Restate the entries below without a single change.

----- Supplied material -----

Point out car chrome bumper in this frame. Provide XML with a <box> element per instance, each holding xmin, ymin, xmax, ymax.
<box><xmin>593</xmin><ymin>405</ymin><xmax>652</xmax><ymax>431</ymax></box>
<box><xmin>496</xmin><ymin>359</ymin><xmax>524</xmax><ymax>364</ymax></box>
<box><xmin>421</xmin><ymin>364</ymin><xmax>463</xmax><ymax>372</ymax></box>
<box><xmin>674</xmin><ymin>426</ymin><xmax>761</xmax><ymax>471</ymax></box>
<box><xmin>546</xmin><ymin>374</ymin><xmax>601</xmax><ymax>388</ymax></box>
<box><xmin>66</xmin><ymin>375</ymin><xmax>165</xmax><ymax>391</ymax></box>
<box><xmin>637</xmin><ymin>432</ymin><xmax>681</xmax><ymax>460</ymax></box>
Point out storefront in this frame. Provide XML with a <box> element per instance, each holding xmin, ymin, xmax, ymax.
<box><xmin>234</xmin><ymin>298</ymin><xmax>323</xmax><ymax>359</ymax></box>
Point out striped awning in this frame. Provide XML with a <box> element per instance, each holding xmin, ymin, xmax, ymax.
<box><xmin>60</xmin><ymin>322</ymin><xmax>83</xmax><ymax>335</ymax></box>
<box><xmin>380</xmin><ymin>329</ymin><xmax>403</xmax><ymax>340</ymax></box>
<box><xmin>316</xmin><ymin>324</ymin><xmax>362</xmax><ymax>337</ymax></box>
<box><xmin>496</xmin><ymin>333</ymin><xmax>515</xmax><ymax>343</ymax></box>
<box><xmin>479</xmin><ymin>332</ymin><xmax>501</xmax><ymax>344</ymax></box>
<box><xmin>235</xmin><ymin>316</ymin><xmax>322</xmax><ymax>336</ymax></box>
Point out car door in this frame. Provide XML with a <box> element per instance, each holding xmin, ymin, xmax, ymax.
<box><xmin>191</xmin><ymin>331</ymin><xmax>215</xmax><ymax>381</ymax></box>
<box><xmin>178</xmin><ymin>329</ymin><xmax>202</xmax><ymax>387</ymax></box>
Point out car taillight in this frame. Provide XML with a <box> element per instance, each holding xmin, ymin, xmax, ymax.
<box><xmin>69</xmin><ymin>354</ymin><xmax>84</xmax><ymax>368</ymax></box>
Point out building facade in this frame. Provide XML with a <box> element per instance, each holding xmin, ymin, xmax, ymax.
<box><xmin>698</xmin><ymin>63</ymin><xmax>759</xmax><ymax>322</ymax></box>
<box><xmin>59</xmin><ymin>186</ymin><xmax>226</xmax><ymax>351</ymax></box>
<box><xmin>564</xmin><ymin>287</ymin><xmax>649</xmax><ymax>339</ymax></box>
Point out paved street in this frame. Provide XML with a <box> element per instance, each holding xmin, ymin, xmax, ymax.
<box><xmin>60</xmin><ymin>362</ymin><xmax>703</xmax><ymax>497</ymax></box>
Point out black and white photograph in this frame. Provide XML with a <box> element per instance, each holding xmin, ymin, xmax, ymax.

-----

Response to the exercise »
Point out car chrome bumper in this frame. Provide XML with a <box> element per instance, each holding xmin, ymin, xmax, ymax.
<box><xmin>593</xmin><ymin>405</ymin><xmax>652</xmax><ymax>431</ymax></box>
<box><xmin>496</xmin><ymin>359</ymin><xmax>524</xmax><ymax>364</ymax></box>
<box><xmin>421</xmin><ymin>364</ymin><xmax>463</xmax><ymax>372</ymax></box>
<box><xmin>674</xmin><ymin>426</ymin><xmax>761</xmax><ymax>471</ymax></box>
<box><xmin>546</xmin><ymin>374</ymin><xmax>601</xmax><ymax>388</ymax></box>
<box><xmin>66</xmin><ymin>375</ymin><xmax>165</xmax><ymax>391</ymax></box>
<box><xmin>637</xmin><ymin>432</ymin><xmax>681</xmax><ymax>460</ymax></box>
Point out storefront in this frame. Provide XML with a <box> element per instance, each holding xmin, ymin, xmax, ymax.
<box><xmin>234</xmin><ymin>298</ymin><xmax>323</xmax><ymax>359</ymax></box>
Point out striped awning in this frame. Provide XML with a <box> element per instance, each holding xmin, ymin, xmax, ymax.
<box><xmin>60</xmin><ymin>322</ymin><xmax>83</xmax><ymax>335</ymax></box>
<box><xmin>380</xmin><ymin>329</ymin><xmax>403</xmax><ymax>340</ymax></box>
<box><xmin>316</xmin><ymin>324</ymin><xmax>362</xmax><ymax>337</ymax></box>
<box><xmin>496</xmin><ymin>333</ymin><xmax>515</xmax><ymax>343</ymax></box>
<box><xmin>479</xmin><ymin>332</ymin><xmax>501</xmax><ymax>344</ymax></box>
<box><xmin>235</xmin><ymin>316</ymin><xmax>322</xmax><ymax>336</ymax></box>
Point out car door in this frame. Provide XML with a <box> element per instance, each holding xmin, ymin, xmax, ymax.
<box><xmin>191</xmin><ymin>331</ymin><xmax>215</xmax><ymax>381</ymax></box>
<box><xmin>178</xmin><ymin>329</ymin><xmax>202</xmax><ymax>387</ymax></box>
Point out car taillight in this frame. Provide XML with a <box> element per instance, each holding xmin, ymin, xmax, ymax.
<box><xmin>69</xmin><ymin>354</ymin><xmax>84</xmax><ymax>368</ymax></box>
Point out building facade in this frame. Provide XML with a <box> element per instance, each holding xmin, ymin, xmax, ymax.
<box><xmin>698</xmin><ymin>63</ymin><xmax>759</xmax><ymax>322</ymax></box>
<box><xmin>59</xmin><ymin>186</ymin><xmax>226</xmax><ymax>351</ymax></box>
<box><xmin>564</xmin><ymin>287</ymin><xmax>649</xmax><ymax>339</ymax></box>
Point out paved street in this frame. Provide XML with a <box> element per instance, each holding xmin, ymin, xmax, ymax.
<box><xmin>60</xmin><ymin>362</ymin><xmax>703</xmax><ymax>497</ymax></box>
Point out black and white photograph in this frame. Provide XML with a <box> element per instance, each holding xmin, ymin, xmax, ymax.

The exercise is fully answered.